I am working on my understanding of neural networks using Michael Nielsen's "Neural networks and deep learning."

Now in the third chapter, I am trying to develop an intuition of how softmax works together with a log-likelihood cost function. http://neuralnetworksanddeeplearning.com/chap3.html

Nielsen defines the log-likelihood cost associated with a training input (eq. 80) as $$C \equiv -\ln{a_y^L}$$ where $a_y^L$ is the activation for the desired output ($L$ being the index of the last layer). Nielsen claims that if we apply the softmax function to the last layer $$a_j^L= {e^{z_j^L} \over \sum_k e^{z_k^L}}$$ where $z_j^L$ is the weighted input for the $j$th neuron in the output layer, we get $${\partial C \over \partial b_j^L} = a_j^L - y_j$$ and $${\partial C \over \partial w_{jk}^L} = a_k^{L-1}(a_j^L - y_j)$$ where $b_j^L$ is the bias of the $j$th neuron in the output layer and $w_{jk}^L$ is the weight between the $k$th neuron in the last but one layer and the $j$th neuron in the last layer.

How does he arrive at this result? Aren't we supposed to measure the cost only for the desired output $y$? In the two last equations we seem to be doing this over all the output neurons. I am aware of the implications of backpropagation, for instance of $${\partial C \over \partial b_j^L}={\partial C \over \partial z_j^L}={\partial C \over \partial a_j^L}{\partial a_j^L \over \partial z_j^L}$$ however, I am still missing how we get the partial derivatives with respect to weights and biases.

Short problem a: In the question about softmax and the log-likelihood cost, which chapter of Nielsen's book is the writer currently studying?

Given data:
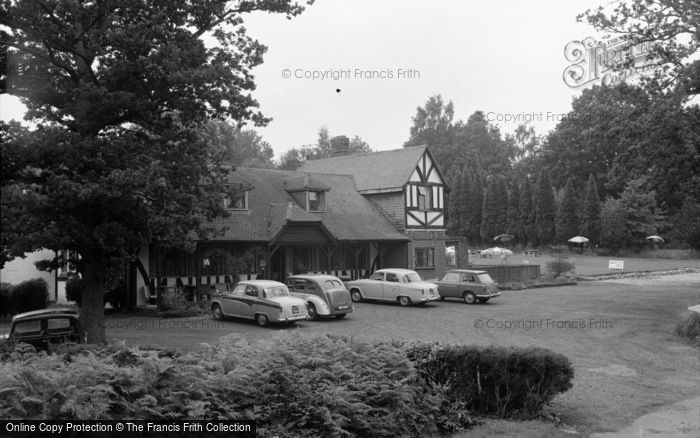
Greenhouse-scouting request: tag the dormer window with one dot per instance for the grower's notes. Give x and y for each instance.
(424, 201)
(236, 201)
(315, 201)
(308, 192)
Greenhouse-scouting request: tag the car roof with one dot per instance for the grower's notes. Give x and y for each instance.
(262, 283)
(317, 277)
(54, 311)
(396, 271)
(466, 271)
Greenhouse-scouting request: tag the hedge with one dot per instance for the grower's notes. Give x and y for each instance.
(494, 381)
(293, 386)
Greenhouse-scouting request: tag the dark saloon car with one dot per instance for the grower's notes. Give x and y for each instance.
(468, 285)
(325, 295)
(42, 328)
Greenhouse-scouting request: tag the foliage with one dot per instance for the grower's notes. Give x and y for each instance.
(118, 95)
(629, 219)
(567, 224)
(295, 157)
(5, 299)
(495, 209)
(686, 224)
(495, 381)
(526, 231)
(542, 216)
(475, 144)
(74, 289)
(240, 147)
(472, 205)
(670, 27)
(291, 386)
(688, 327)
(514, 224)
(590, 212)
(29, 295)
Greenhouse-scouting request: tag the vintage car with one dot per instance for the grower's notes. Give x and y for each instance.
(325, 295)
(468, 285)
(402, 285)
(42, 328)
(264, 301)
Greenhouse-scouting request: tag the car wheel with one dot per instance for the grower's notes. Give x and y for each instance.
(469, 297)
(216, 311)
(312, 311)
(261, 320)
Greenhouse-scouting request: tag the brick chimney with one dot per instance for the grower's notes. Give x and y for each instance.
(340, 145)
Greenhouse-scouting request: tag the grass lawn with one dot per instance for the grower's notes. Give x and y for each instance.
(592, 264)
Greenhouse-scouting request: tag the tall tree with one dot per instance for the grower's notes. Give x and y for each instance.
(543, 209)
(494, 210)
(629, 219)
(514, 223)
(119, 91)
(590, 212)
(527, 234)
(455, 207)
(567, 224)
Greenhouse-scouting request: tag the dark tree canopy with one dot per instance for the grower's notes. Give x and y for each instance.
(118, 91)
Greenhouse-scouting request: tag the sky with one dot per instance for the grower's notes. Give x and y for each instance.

Short problem b: Retype the listing exactly, from the line containing "Greenhouse-scouting request: tag the tall" down through the final line of the listing, including both ends.

Complete output a: The third chapter.

Complete output b:
Greenhouse-scouting request: tag the tall tree with one dot per instance for the grower's notes. Give x and y for each instance.
(543, 209)
(494, 210)
(629, 219)
(514, 223)
(119, 91)
(590, 212)
(527, 234)
(455, 207)
(567, 224)
Greenhouse-scouting request: tag the dark tree canopy with one dot per instance for the grower's notes. Give x and y for each instance.
(118, 91)
Greenhouse-scouting request: tag the sky with one dot per instance for the grower's notes. Give x and y for each instance.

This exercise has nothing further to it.